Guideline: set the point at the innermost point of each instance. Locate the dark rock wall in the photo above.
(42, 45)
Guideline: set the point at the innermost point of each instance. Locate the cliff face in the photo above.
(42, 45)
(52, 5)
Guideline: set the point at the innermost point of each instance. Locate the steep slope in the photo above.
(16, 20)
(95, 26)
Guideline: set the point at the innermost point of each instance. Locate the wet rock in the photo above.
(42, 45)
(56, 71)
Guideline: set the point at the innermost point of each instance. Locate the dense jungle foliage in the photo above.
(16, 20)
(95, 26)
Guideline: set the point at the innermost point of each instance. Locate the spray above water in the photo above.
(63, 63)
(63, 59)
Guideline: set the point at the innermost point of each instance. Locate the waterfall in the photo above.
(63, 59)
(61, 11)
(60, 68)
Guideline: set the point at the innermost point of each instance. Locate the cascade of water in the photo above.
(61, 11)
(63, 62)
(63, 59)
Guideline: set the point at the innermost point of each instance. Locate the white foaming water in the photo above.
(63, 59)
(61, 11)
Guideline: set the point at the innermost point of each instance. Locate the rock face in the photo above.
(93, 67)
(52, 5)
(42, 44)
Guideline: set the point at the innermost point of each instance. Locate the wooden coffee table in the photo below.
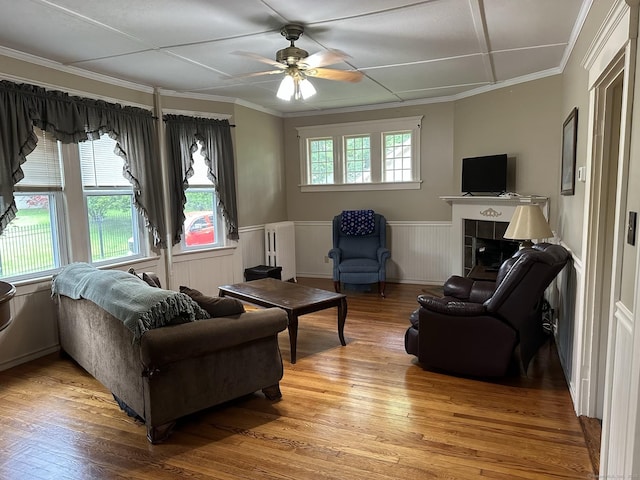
(293, 298)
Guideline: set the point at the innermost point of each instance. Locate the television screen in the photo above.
(486, 174)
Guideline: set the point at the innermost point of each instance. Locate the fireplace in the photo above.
(485, 219)
(485, 246)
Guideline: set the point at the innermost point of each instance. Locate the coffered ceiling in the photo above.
(409, 51)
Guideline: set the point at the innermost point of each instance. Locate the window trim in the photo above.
(375, 129)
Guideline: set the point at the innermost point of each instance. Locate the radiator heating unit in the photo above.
(280, 248)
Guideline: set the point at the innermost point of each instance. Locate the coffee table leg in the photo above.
(293, 334)
(342, 316)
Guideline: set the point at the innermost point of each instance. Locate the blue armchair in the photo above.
(359, 250)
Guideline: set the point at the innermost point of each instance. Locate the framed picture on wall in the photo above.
(569, 142)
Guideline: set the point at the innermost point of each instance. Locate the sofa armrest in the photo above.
(165, 345)
(448, 307)
(465, 288)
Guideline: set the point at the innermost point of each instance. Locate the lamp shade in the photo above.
(528, 222)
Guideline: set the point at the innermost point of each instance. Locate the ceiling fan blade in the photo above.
(257, 74)
(328, 57)
(260, 58)
(333, 74)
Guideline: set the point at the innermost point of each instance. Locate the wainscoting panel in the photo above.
(252, 246)
(206, 271)
(313, 242)
(567, 303)
(619, 430)
(34, 329)
(420, 251)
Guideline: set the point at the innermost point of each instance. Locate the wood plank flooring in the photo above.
(364, 411)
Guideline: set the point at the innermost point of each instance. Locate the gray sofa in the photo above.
(177, 369)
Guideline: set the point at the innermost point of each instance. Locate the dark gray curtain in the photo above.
(182, 134)
(75, 119)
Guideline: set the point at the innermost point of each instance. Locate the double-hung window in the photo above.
(202, 227)
(113, 222)
(33, 243)
(370, 155)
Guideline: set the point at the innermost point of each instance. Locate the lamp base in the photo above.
(526, 244)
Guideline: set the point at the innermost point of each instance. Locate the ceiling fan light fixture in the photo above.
(307, 89)
(287, 88)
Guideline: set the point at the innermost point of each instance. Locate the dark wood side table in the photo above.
(293, 298)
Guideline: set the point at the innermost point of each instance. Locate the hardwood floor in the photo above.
(364, 411)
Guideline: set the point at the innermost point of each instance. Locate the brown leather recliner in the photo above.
(475, 328)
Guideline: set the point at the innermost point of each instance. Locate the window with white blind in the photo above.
(74, 204)
(32, 244)
(369, 155)
(113, 222)
(202, 226)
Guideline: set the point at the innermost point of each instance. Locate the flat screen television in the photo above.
(485, 175)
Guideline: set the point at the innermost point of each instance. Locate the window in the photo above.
(321, 160)
(202, 228)
(112, 219)
(371, 155)
(73, 204)
(357, 152)
(397, 157)
(31, 243)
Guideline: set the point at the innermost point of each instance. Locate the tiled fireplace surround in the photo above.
(477, 220)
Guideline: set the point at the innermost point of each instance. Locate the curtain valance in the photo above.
(72, 119)
(183, 133)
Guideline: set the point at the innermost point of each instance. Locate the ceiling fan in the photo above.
(296, 64)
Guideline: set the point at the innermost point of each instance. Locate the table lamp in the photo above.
(528, 222)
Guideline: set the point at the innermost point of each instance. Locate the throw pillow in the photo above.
(215, 306)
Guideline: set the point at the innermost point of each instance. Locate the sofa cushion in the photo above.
(215, 306)
(150, 278)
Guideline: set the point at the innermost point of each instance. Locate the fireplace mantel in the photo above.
(497, 209)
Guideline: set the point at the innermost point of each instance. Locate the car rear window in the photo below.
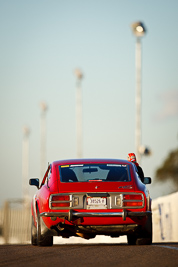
(94, 172)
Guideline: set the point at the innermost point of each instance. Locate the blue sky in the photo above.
(42, 42)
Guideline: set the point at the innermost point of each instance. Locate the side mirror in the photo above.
(34, 181)
(147, 180)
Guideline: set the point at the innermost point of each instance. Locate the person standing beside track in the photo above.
(132, 158)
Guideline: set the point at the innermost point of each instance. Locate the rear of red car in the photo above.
(97, 197)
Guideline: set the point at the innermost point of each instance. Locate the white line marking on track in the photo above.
(175, 248)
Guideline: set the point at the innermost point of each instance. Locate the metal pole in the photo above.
(79, 113)
(138, 99)
(43, 107)
(25, 163)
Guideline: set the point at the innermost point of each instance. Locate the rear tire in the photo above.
(131, 239)
(42, 240)
(144, 237)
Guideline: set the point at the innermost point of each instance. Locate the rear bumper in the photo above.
(70, 214)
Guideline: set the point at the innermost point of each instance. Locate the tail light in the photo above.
(133, 200)
(60, 201)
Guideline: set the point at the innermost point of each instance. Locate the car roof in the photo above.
(91, 161)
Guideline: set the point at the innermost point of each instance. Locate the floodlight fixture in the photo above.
(138, 29)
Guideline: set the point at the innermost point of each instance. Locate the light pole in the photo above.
(139, 31)
(79, 76)
(25, 163)
(43, 108)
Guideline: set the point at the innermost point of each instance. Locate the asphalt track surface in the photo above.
(121, 254)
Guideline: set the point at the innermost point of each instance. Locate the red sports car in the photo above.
(89, 197)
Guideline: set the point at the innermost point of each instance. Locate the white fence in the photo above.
(15, 222)
(165, 218)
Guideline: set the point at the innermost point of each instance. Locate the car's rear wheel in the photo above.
(144, 237)
(131, 239)
(33, 234)
(42, 240)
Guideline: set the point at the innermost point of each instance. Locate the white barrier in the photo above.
(165, 218)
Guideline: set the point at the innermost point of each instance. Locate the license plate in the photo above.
(96, 203)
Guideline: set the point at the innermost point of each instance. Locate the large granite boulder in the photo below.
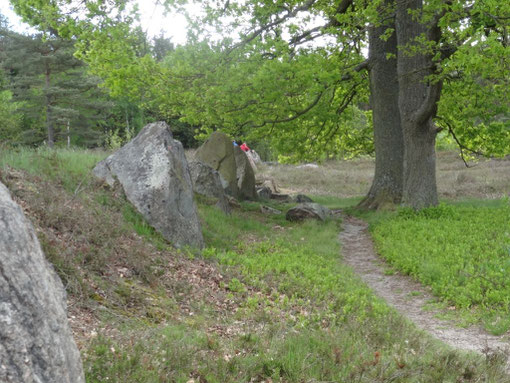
(206, 182)
(36, 343)
(154, 175)
(245, 176)
(308, 210)
(218, 153)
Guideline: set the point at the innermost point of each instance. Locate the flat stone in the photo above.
(36, 342)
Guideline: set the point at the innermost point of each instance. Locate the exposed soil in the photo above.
(407, 296)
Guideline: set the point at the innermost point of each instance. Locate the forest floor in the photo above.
(267, 300)
(408, 297)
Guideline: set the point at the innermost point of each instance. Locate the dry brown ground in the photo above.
(485, 179)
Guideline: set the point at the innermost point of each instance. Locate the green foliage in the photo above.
(10, 118)
(462, 252)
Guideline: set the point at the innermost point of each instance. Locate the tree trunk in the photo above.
(387, 185)
(418, 106)
(49, 123)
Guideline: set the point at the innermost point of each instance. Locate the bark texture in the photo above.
(418, 106)
(387, 184)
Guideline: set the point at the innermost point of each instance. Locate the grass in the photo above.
(461, 251)
(266, 301)
(486, 179)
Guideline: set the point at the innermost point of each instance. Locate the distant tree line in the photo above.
(49, 97)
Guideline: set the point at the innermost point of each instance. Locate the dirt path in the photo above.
(358, 252)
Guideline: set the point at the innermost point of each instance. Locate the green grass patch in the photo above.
(69, 167)
(462, 251)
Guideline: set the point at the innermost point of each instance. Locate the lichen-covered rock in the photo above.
(218, 153)
(245, 176)
(206, 181)
(308, 210)
(154, 175)
(36, 343)
(264, 192)
(269, 210)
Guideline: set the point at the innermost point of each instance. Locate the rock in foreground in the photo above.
(36, 342)
(245, 176)
(308, 210)
(218, 153)
(206, 181)
(154, 174)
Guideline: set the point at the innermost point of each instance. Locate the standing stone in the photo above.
(245, 176)
(36, 343)
(154, 174)
(206, 181)
(218, 153)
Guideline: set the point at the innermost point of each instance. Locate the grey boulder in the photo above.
(206, 182)
(245, 176)
(154, 175)
(264, 192)
(218, 152)
(269, 210)
(308, 210)
(36, 344)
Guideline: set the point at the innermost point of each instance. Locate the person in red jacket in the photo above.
(245, 147)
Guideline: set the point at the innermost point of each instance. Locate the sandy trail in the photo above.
(358, 252)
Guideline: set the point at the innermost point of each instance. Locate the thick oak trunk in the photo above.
(418, 106)
(387, 185)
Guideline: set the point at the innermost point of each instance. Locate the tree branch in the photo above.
(428, 108)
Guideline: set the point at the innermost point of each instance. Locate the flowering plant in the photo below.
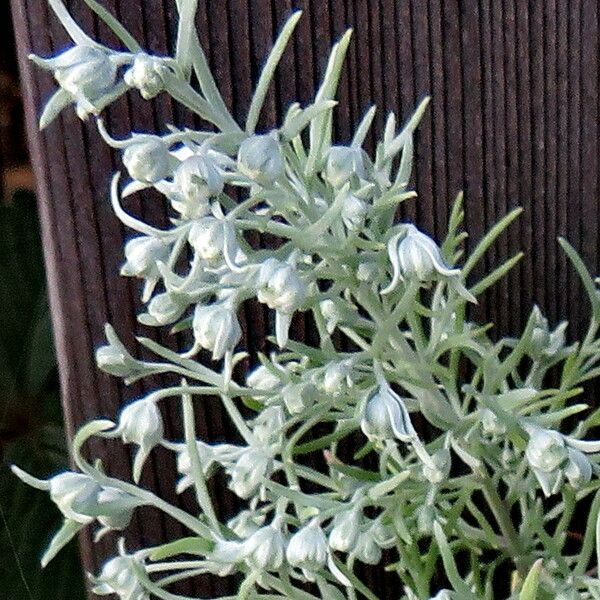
(442, 456)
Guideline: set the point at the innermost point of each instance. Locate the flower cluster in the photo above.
(406, 439)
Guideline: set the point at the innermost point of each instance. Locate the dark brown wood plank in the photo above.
(513, 121)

#### THE TASK:
Without any pictures, reproduce exactly the lines from the line that contains "standing stone in the photo above." to the end of the entries above, both ends included.

#### COMPLETE ANSWER:
Guideline: set the point at the innermost point of each instance. Locate the standing stone in the photo above.
(245, 176)
(36, 343)
(154, 174)
(206, 181)
(218, 153)
Guideline: set the point at the innermost point of each instance. Locate the grey boulder in the photo above.
(206, 182)
(245, 176)
(154, 175)
(264, 192)
(218, 152)
(269, 210)
(308, 210)
(36, 344)
Guideline: set the point at the innermost point of each instance. Locate the person in red jacket in the photo above.
(245, 147)
Guideline: set the point at the innermost point of each instance. Locate the sandy trail in the photo above.
(358, 252)
Guideline: set the point at the innermost point of each instance. Locate the thick oak trunk in the photo above.
(418, 106)
(387, 185)
Guideline: set the point at the innermost point of each instance. Locate the tree branch in the photo above.
(428, 108)
Guideline: set the point at the innermost point of each instance. Locate the flowering plant in the photo below.
(442, 456)
Guideline: set the point at the innermost point of each instance. Locate the flower cluster in the photo above.
(406, 439)
Guideline: set the point at the innermost point of each instance. Locate the dark brown wood plank in the photo above.
(513, 121)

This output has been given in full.